* Instruction
Return every line of the entries below that contains the word "facade". Case counts.
________________________
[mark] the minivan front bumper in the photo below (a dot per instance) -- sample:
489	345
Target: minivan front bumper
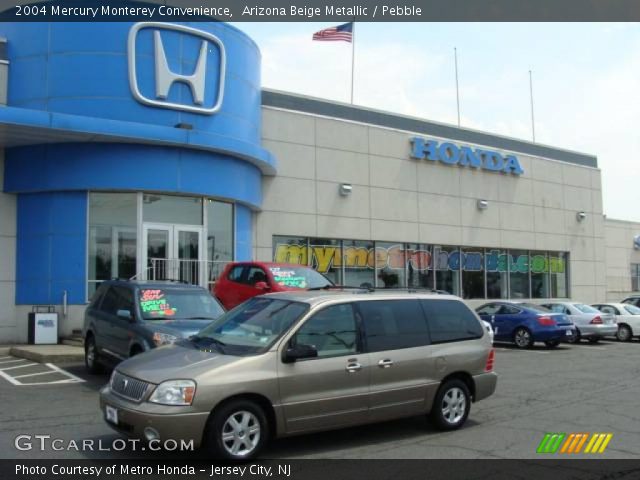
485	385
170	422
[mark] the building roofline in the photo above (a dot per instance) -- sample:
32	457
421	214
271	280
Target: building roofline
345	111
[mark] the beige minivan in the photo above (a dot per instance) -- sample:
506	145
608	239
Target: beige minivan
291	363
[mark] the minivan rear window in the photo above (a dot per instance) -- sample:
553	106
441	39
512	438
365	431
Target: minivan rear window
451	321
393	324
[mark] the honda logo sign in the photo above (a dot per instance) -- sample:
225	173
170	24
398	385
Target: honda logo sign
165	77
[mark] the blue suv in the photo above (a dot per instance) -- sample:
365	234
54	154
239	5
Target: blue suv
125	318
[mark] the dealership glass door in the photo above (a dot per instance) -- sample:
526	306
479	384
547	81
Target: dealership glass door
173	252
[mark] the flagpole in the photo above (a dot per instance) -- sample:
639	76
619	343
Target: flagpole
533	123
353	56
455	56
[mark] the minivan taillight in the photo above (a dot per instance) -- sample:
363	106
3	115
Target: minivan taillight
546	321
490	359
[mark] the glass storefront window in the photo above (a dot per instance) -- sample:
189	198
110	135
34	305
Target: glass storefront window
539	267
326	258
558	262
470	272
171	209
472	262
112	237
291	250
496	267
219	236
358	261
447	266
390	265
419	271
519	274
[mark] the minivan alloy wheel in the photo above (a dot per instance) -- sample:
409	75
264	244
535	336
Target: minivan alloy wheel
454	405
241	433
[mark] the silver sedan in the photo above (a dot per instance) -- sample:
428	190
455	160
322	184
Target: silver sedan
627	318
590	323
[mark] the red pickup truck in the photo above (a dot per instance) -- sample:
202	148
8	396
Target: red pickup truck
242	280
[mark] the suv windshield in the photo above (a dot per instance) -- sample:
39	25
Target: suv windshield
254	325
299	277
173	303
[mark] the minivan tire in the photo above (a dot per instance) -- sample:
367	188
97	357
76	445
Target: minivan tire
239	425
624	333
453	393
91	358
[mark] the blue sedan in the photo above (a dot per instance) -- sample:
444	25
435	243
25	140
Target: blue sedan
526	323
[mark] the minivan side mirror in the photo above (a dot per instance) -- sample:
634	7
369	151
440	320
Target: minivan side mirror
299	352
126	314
________________________
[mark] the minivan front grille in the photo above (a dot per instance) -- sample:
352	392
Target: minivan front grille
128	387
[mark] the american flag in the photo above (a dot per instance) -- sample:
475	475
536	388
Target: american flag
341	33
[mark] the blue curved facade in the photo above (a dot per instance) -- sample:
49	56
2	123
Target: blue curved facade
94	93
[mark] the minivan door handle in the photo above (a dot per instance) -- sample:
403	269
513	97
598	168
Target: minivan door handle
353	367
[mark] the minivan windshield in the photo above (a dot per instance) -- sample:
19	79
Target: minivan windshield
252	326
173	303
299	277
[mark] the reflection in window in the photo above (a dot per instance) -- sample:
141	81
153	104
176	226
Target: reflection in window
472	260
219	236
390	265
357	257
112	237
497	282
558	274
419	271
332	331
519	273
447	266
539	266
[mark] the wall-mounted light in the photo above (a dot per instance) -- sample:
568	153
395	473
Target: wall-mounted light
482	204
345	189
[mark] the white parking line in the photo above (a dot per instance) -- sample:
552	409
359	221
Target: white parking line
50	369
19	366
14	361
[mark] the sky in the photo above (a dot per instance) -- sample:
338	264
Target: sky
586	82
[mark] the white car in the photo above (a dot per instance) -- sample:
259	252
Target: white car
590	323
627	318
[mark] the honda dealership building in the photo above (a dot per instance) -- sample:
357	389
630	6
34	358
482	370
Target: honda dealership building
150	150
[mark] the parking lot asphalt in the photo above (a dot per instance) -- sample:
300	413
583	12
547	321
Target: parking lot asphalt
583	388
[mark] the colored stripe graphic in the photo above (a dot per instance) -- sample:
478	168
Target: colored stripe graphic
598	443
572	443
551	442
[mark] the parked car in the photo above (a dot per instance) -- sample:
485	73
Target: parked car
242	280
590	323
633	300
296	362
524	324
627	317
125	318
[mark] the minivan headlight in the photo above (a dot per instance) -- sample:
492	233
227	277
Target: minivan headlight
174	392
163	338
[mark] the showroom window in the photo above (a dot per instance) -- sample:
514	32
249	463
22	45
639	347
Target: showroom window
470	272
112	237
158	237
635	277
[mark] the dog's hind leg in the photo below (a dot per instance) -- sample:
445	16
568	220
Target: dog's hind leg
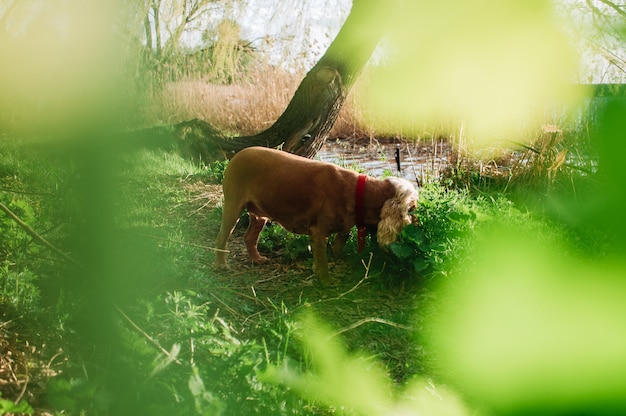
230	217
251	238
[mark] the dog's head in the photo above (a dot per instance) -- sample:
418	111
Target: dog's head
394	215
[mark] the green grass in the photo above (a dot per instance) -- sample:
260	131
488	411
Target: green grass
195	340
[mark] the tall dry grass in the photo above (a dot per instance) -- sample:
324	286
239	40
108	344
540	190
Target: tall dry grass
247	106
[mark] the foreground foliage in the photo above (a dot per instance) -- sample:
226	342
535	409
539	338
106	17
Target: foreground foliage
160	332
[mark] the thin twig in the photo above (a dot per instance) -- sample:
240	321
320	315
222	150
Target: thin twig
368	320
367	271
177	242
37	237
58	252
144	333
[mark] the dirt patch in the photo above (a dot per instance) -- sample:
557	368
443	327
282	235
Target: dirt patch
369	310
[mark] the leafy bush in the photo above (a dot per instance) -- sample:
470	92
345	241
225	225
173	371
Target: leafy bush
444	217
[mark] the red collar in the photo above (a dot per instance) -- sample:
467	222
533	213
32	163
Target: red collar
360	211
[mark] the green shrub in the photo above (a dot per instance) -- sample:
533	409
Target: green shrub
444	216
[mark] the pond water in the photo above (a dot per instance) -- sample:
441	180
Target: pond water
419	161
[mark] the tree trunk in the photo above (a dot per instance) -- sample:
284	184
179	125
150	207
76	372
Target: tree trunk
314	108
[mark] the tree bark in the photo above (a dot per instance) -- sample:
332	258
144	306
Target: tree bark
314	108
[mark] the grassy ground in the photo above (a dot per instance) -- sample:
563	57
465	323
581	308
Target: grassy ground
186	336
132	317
________________________
* Solved problem
[mark] the blue curved facade in the photo above (a dot per instance) -- sample:
Target: blue curved facade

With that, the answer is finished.